--- START ---

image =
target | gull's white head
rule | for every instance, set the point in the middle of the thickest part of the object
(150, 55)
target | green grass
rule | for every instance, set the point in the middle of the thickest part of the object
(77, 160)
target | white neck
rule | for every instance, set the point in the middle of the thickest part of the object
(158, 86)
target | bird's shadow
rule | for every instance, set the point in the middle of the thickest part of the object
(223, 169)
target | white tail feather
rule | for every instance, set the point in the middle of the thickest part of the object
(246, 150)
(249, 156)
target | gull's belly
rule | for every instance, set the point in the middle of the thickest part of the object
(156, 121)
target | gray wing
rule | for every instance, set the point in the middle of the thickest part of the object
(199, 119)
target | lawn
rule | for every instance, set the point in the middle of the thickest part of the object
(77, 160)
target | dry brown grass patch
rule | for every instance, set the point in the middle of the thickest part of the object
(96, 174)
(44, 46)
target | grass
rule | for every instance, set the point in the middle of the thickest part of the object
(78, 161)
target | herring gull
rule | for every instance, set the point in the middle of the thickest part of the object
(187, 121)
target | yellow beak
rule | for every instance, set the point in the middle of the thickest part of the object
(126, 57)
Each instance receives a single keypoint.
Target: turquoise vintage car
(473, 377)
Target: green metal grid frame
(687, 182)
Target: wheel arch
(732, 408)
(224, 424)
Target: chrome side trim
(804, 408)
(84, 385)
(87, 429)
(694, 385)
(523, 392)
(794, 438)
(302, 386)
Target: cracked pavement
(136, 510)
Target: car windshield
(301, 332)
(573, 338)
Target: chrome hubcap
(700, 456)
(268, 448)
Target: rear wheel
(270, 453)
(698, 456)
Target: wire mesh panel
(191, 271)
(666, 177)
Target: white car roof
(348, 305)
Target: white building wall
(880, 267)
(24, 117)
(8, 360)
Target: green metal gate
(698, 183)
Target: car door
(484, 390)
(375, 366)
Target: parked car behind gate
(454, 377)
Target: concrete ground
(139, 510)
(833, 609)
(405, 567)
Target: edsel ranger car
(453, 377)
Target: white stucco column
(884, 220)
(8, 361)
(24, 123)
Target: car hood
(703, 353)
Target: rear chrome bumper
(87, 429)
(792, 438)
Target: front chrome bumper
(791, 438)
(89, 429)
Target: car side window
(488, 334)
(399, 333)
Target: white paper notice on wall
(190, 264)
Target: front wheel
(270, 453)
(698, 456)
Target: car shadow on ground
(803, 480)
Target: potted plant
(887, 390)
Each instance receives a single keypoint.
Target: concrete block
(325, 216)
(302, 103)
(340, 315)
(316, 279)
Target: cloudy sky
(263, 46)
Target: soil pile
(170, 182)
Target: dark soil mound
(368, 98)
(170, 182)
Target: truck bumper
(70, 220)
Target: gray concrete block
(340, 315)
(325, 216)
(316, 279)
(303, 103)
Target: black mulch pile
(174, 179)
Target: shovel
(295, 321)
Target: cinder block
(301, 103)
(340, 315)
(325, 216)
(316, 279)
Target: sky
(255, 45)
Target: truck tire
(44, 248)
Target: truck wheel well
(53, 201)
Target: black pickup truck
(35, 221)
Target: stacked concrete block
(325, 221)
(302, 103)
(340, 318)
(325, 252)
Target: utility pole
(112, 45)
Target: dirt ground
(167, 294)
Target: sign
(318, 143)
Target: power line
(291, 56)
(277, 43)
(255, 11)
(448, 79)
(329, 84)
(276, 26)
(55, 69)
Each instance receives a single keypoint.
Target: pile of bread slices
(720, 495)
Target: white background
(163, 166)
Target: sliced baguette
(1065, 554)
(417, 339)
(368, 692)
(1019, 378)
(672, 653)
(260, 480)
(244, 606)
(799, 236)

--- END ---

Your task is to quote the listing above word for word.

_Exercise output_
image =
target | gull's white head
rule | for every instance, set the point in the middle of the thickest part of the object
(150, 55)
target | green grass
rule | for every instance, set the point in the middle of the thickest part of the object
(77, 160)
target | white neck
rule | for every instance, set the point in the middle of the thickest part of the object
(158, 86)
target | bird's shadow
rule | for every instance, set the point in the middle of the thickest part of the object
(223, 169)
target | white tail feather
rule | for every instance, set the point in the middle of the thickest part of the object
(246, 150)
(249, 156)
target | gull's belly
rule | for every instance, set the point in the middle of the thickest part of the object
(156, 121)
target | gray wing
rule | for every instance, set the point in the middle of the thickest part of the object
(199, 119)
target | lawn
rule | for every instance, set the point in the middle of the thickest part of the object
(77, 160)
target | dry brown grass patch
rule | for every instance, set the point in the middle of the thickest part of the object
(96, 174)
(44, 46)
target | grass
rule | for every instance, set the point in the middle of the thickest part of the object
(78, 161)
target | herring gull
rule | for every instance, set the point in the middle of the thickest part of the object
(187, 121)
target | yellow beak
rule | for every instance, set the point in the middle of the thickest part of the object
(126, 57)
Each instance receives a single keypoint.
Target: turquoise vintage car
(473, 377)
Target: green metal grid frame
(687, 182)
Target: wheel arch
(732, 408)
(224, 424)
Target: chrome side trim
(804, 408)
(84, 385)
(87, 429)
(694, 385)
(523, 392)
(794, 438)
(302, 386)
Target: cracked pavement
(136, 510)
Target: car windshield
(301, 332)
(573, 338)
Target: chrome hubcap
(700, 456)
(268, 448)
Target: rear wheel
(270, 453)
(698, 456)
Target: wire mesh panel
(191, 271)
(666, 177)
Target: white car roof
(348, 305)
Target: white building wall
(880, 267)
(24, 117)
(8, 360)
Target: green metal gate
(698, 183)
Target: car door
(484, 390)
(375, 366)
Target: parked car behind gate
(454, 377)
Target: concrete ground
(139, 510)
(833, 609)
(405, 567)
Target: edsel ranger car
(453, 377)
Target: white stucco column
(884, 220)
(8, 361)
(24, 123)
Target: car hood
(703, 353)
Target: rear chrome bumper
(87, 429)
(792, 438)
Target: front chrome bumper
(791, 438)
(89, 429)
Target: car side window
(488, 334)
(399, 333)
Target: white paper notice on wall
(190, 264)
Target: front wheel
(270, 453)
(698, 456)
Target: car shadow on ground
(803, 480)
Target: potted plant
(887, 390)
Each instance receives a single keypoint.
Target: concrete block
(325, 216)
(302, 103)
(340, 315)
(316, 279)
Target: cloudy sky
(263, 46)
Target: soil pile
(170, 182)
Target: dark soil mound
(368, 98)
(170, 182)
Target: truck bumper
(70, 220)
Target: gray concrete block
(340, 315)
(325, 216)
(316, 279)
(303, 103)
Target: black mulch pile
(174, 179)
Target: shovel
(295, 321)
Target: cinder block
(301, 103)
(340, 315)
(325, 216)
(316, 279)
Target: sky
(255, 45)
Target: truck tire
(44, 248)
Target: truck wheel well
(53, 201)
Target: black pickup truck
(35, 221)
Target: stacked concrete block
(325, 221)
(302, 103)
(340, 318)
(325, 252)
Target: utility pole
(112, 45)
Target: dirt ground
(167, 294)
Target: sign
(318, 143)
Target: power line
(291, 56)
(277, 43)
(255, 11)
(448, 79)
(329, 84)
(276, 26)
(55, 69)
Each instance receives a single keypoint.
Target: pile of bread slices
(720, 495)
Target: white background
(163, 166)
Target: sliced baguette
(1065, 554)
(417, 339)
(368, 692)
(1019, 378)
(672, 653)
(260, 480)
(244, 606)
(799, 236)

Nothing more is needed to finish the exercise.